## Data
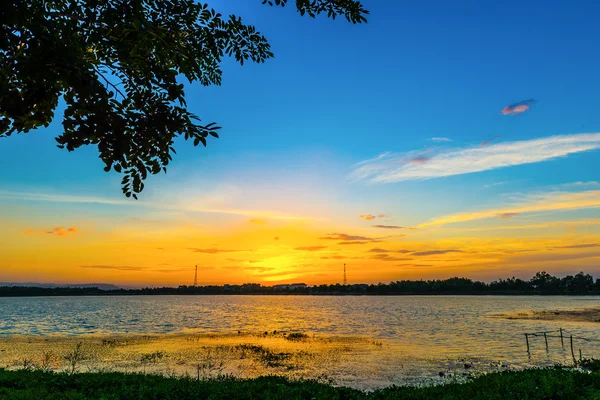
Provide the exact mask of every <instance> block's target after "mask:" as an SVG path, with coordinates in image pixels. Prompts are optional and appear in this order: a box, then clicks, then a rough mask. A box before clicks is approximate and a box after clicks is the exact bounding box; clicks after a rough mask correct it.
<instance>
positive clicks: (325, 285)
mask: <svg viewBox="0 0 600 400" xmlns="http://www.w3.org/2000/svg"><path fill="white" fill-rule="evenodd" d="M171 294H179V295H216V294H227V295H229V294H248V295H253V294H297V295H346V294H347V295H413V294H417V295H427V294H438V295H443V294H454V295H460V294H470V295H485V294H500V295H502V294H506V295H515V294H519V295H522V294H526V295H540V294H541V295H582V294H600V279H597V280H596V281H594V278H593V277H592V276H591V275H589V274H584V273H583V272H580V273H578V274H577V275H575V276H572V275H567V276H565V277H564V278H558V277H555V276H552V275H550V274H548V273H546V272H538V273H536V274H535V276H534V277H533V278H531V279H530V280H528V281H524V280H522V279H519V278H514V277H513V278H509V279H499V280H497V281H493V282H491V283H485V282H478V281H473V280H471V279H468V278H450V279H443V280H428V281H424V280H419V281H395V282H390V283H389V284H383V283H379V284H377V285H367V284H354V285H340V284H339V283H338V284H335V285H316V286H306V287H289V286H288V287H286V288H284V287H273V286H262V285H260V284H259V283H245V284H243V285H223V286H179V287H177V288H174V287H162V288H145V289H118V290H102V289H98V288H68V287H62V288H61V287H58V288H39V287H19V286H12V287H7V286H5V287H0V297H6V296H86V295H88V296H89V295H171Z"/></svg>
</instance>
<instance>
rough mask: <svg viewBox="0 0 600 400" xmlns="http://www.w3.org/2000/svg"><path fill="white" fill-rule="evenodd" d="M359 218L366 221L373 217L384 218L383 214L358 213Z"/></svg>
mask: <svg viewBox="0 0 600 400" xmlns="http://www.w3.org/2000/svg"><path fill="white" fill-rule="evenodd" d="M359 218H362V219H364V220H366V221H373V220H374V219H375V218H385V214H378V215H373V214H362V215H359Z"/></svg>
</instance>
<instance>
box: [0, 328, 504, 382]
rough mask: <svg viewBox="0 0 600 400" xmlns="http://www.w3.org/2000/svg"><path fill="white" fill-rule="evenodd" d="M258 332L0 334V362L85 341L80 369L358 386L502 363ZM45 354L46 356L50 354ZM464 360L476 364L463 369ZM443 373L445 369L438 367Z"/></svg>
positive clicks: (433, 353)
mask: <svg viewBox="0 0 600 400" xmlns="http://www.w3.org/2000/svg"><path fill="white" fill-rule="evenodd" d="M298 336H299V337H294V335H290V334H288V333H280V332H268V333H265V332H261V333H239V334H176V335H175V334H173V335H122V336H118V337H103V336H92V335H84V336H79V337H65V336H35V337H32V336H13V337H6V338H3V339H0V367H4V368H8V369H19V368H28V367H34V368H35V367H40V366H41V365H42V364H43V363H44V360H45V359H46V362H47V360H48V358H50V359H51V361H50V363H49V364H46V366H47V367H48V369H51V370H54V371H61V370H65V369H68V368H69V365H68V362H67V361H66V360H65V358H64V356H65V355H67V354H69V353H71V352H72V351H73V349H74V348H75V346H76V345H77V343H82V351H83V356H82V357H81V360H79V362H78V365H77V370H78V371H80V372H95V371H124V372H145V373H159V374H165V375H176V376H186V375H187V376H191V377H194V378H209V377H216V376H218V375H219V374H228V375H234V376H237V377H240V378H251V377H258V376H261V375H269V374H276V375H281V376H286V377H288V378H291V379H317V380H321V381H327V382H330V383H334V384H337V385H344V386H350V387H355V388H361V389H373V388H377V387H385V386H389V385H391V384H393V383H396V384H398V383H408V384H411V383H422V382H442V381H443V380H444V379H447V377H448V376H451V375H456V376H458V377H461V376H463V375H474V374H478V373H483V372H485V371H489V370H500V369H502V368H504V367H503V366H502V365H500V364H498V365H496V366H495V367H494V366H491V367H490V365H485V366H483V368H482V366H481V365H480V364H481V362H480V361H479V360H477V359H468V360H464V359H462V360H445V361H441V360H440V359H439V357H436V354H435V348H430V349H428V350H427V352H426V353H419V352H418V351H415V350H418V349H416V348H415V347H414V346H402V345H398V344H392V343H388V342H386V341H379V340H372V339H369V338H365V337H325V336H315V335H298ZM49 354H50V357H49V356H48V355H49ZM464 363H469V365H472V366H473V368H471V367H470V368H469V370H468V371H467V370H464ZM442 371H443V373H444V375H445V376H444V377H443V378H442V377H441V376H440V373H439V372H442Z"/></svg>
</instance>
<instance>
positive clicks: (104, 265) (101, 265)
mask: <svg viewBox="0 0 600 400" xmlns="http://www.w3.org/2000/svg"><path fill="white" fill-rule="evenodd" d="M79 267H80V268H86V269H112V270H115V271H142V270H145V269H146V268H144V267H132V266H129V265H80V266H79Z"/></svg>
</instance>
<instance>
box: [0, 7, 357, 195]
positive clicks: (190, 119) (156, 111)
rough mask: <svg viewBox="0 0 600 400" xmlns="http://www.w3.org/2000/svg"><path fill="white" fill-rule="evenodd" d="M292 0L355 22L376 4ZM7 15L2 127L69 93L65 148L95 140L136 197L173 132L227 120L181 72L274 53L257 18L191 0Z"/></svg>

## Aim of the exercise
Type out the whole listing above again, character for character, but leave out the picture.

## Written solution
Provide the exact mask of every <instance> block's target after "mask:" as an SVG path, with coordinates in image pixels. Prompts are optional and appear in this order: a box, then clicks, then a rough mask. A box before clicks is approximate and a box after clicks is the exact bounding box; clicks after a rough mask correct it.
<instance>
positive clicks: (325, 285)
mask: <svg viewBox="0 0 600 400" xmlns="http://www.w3.org/2000/svg"><path fill="white" fill-rule="evenodd" d="M171 294H179V295H216V294H227V295H229V294H248V295H253V294H297V295H346V294H347V295H413V294H417V295H427V294H438V295H443V294H454V295H460V294H470V295H485V294H500V295H502V294H506V295H515V294H519V295H522V294H526V295H540V294H541V295H582V294H600V279H597V280H596V281H594V278H593V277H592V276H591V275H589V274H584V273H583V272H580V273H578V274H577V275H575V276H572V275H567V276H565V277H564V278H558V277H555V276H552V275H550V274H548V273H546V272H538V273H536V274H535V276H534V277H533V278H531V279H530V280H528V281H524V280H522V279H519V278H514V277H513V278H509V279H499V280H497V281H493V282H491V283H485V282H478V281H473V280H471V279H468V278H450V279H443V280H428V281H424V280H419V281H395V282H390V283H389V284H383V283H379V284H377V285H367V284H354V285H340V284H339V283H338V284H335V285H316V286H306V287H289V286H288V287H286V288H284V287H273V286H262V285H260V284H259V283H245V284H243V285H223V286H179V287H177V288H174V287H162V288H145V289H118V290H102V289H98V288H68V287H62V288H61V287H58V288H39V287H19V286H12V287H7V286H5V287H0V297H6V296H86V295H88V296H89V295H171Z"/></svg>
</instance>
<instance>
rough mask: <svg viewBox="0 0 600 400" xmlns="http://www.w3.org/2000/svg"><path fill="white" fill-rule="evenodd" d="M359 218L366 221L373 217L384 218L383 214L358 213Z"/></svg>
mask: <svg viewBox="0 0 600 400" xmlns="http://www.w3.org/2000/svg"><path fill="white" fill-rule="evenodd" d="M359 218H362V219H364V220H366V221H373V220H374V219H375V218H385V214H378V215H373V214H362V215H359Z"/></svg>
</instance>
<instance>
box: [0, 328, 504, 382]
rough mask: <svg viewBox="0 0 600 400" xmlns="http://www.w3.org/2000/svg"><path fill="white" fill-rule="evenodd" d="M258 332L0 334V362L85 341L80 369L358 386L502 363ZM45 354L46 356L50 354ZM464 360L476 364L463 369ZM443 373L445 369L438 367Z"/></svg>
positive clicks: (433, 353)
mask: <svg viewBox="0 0 600 400" xmlns="http://www.w3.org/2000/svg"><path fill="white" fill-rule="evenodd" d="M298 336H299V337H294V335H290V334H288V333H280V332H268V333H265V332H261V333H239V334H176V335H175V334H173V335H122V336H118V337H103V336H92V335H84V336H79V337H65V336H35V337H32V336H13V337H6V338H3V339H0V367H4V368H8V369H19V368H28V367H34V368H35V367H40V366H41V365H42V364H43V363H44V360H45V359H46V362H47V360H48V358H50V359H51V361H50V363H49V364H46V366H47V367H48V369H51V370H54V371H61V370H65V369H68V368H69V365H68V362H67V361H66V360H65V358H64V356H65V355H67V354H69V353H71V352H72V351H73V349H74V348H75V346H76V345H77V343H82V351H83V356H82V357H81V360H79V362H78V365H77V370H78V371H80V372H95V371H124V372H145V373H159V374H165V375H176V376H186V375H187V376H191V377H194V378H209V377H216V376H218V375H219V374H228V375H234V376H237V377H240V378H251V377H258V376H261V375H269V374H276V375H281V376H286V377H288V378H291V379H317V380H321V381H327V382H330V383H334V384H337V385H344V386H350V387H355V388H361V389H373V388H377V387H385V386H389V385H391V384H393V383H396V384H398V383H408V384H411V383H422V382H442V381H443V380H444V379H447V377H448V376H451V375H456V376H458V377H461V376H463V375H474V374H478V373H483V372H485V371H489V370H500V369H502V368H504V367H503V366H502V365H500V364H498V365H496V366H495V367H494V366H491V367H490V365H485V366H483V368H482V366H481V365H480V364H481V362H480V361H479V360H477V359H468V360H464V359H462V360H445V361H441V360H440V359H439V357H436V354H435V348H430V349H428V350H427V352H426V353H419V352H418V351H415V350H418V349H416V348H415V347H414V346H402V345H398V344H392V343H388V342H386V341H379V340H372V339H369V338H365V337H325V336H315V335H298ZM49 354H50V357H49V356H48V355H49ZM464 363H469V365H472V366H473V368H471V367H470V368H469V370H468V371H467V370H464ZM442 371H443V373H444V375H445V376H444V377H443V378H442V377H441V376H440V373H439V372H442Z"/></svg>
</instance>
<instance>
positive clicks: (104, 265) (101, 265)
mask: <svg viewBox="0 0 600 400" xmlns="http://www.w3.org/2000/svg"><path fill="white" fill-rule="evenodd" d="M79 267H80V268H86V269H112V270H115V271H142V270H145V269H146V268H144V267H132V266H129V265H80V266H79Z"/></svg>
</instance>
<instance>
box: [0, 7, 357, 195]
positive clicks: (190, 119) (156, 111)
rough mask: <svg viewBox="0 0 600 400" xmlns="http://www.w3.org/2000/svg"><path fill="white" fill-rule="evenodd" d="M292 0L355 22L376 4ZM7 15L2 127L69 93L65 148L95 140L136 197L173 132L227 120L181 72L274 53L257 18L191 0Z"/></svg>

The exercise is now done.